= Challenge 1 =
In the post about mindset, what book did the writer start listening to on the way to a meeting?

+++

I really started to think about my mindset and because I know the way I see things can make all the difference.  What had happened this last year or even in the previous week that I had not been dealing with. I kept shoving my emotions in a drawer and just leaving them there. 

I have lost some family this last year and a friend I wish to see healed instead they die. Friendships have ended, pets have been killed, and my most recent relationship with someone special dissipated though I don’t even know why. I have been slapped multiple times by my emotions, but I have had worse years. 

What is the difference?

I am more isolated where I live now in the middle of nowhere. There is no one ever knocking at my door. 

I don’t invite people over because I have been moving forever and can’t seem to empty all the boxes. 

There has been no more hanging out with girlfriends and just venting about my life regularly to just get it out.

My responsibilities and the pressure of them have increased 10 fold this year as well. 

I decided this year I wanted to be more positive and apparently it has been a struggle. I’m really into books this year, so I was like most google what’s the most popular positive thinking book… The Power of Positive Thinking by Norman Vincent Peale. I started to listen to it last night on the way to a meeting.

+++

= Challenge 2 =
Render the records, from their first line through the line containing "[530, 115, 549, 127]", as a Markdown table with the columns Row and Line. Give each line a row number and leave out blank lines.

Records
+++

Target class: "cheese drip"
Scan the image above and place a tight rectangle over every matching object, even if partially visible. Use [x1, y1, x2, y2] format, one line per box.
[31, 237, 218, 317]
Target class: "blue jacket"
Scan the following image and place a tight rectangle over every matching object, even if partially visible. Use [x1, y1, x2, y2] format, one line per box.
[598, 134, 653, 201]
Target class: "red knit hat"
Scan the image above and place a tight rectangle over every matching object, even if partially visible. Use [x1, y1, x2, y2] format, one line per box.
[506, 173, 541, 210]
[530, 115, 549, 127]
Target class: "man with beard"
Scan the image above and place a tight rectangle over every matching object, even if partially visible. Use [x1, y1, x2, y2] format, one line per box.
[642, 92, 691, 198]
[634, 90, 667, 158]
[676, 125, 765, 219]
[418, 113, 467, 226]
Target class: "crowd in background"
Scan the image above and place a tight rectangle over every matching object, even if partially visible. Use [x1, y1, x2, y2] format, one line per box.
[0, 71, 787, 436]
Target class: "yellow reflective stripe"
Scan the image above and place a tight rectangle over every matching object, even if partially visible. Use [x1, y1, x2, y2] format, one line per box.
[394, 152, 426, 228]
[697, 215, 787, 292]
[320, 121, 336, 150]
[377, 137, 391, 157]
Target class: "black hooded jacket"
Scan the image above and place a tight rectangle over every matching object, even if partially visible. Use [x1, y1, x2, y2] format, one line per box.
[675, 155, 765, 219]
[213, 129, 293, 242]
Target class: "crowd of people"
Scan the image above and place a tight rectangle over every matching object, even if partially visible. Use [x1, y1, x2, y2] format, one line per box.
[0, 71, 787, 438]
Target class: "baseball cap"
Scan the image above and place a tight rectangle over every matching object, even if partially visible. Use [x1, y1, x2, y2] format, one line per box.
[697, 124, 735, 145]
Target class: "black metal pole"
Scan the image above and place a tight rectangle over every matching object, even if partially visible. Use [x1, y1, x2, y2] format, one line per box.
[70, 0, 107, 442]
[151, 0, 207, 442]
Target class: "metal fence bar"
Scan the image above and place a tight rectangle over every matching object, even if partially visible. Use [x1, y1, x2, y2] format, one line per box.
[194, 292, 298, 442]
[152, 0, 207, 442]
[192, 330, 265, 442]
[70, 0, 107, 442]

+++

= Correct response 1 =
The Power of Positive Thinking by Norman Vincent Peale.

= Correct response 2 =
| Row | Line |
|---|---|
| 1 | Target class: "cheese drip" |
| 2 | Scan the image above and place a tight rectangle over every matching object, even if partially visible. Use [x1, y1, x2, y2] format, one line per box. |
| 3 | [31, 237, 218, 317] |
| 4 | Target class: "blue jacket" |
| 5 | Scan the following image and place a tight rectangle over every matching object, even if partially visible. Use [x1, y1, x2, y2] format, one line per box. |
| 6 | [598, 134, 653, 201] |
| 7 | Target class: "red knit hat" |
| 8 | Scan the image above and place a tight rectangle over every matching object, even if partially visible. Use [x1, y1, x2, y2] format, one line per box. |
| 9 | [506, 173, 541, 210] |
| 10 | [530, 115, 549, 127] |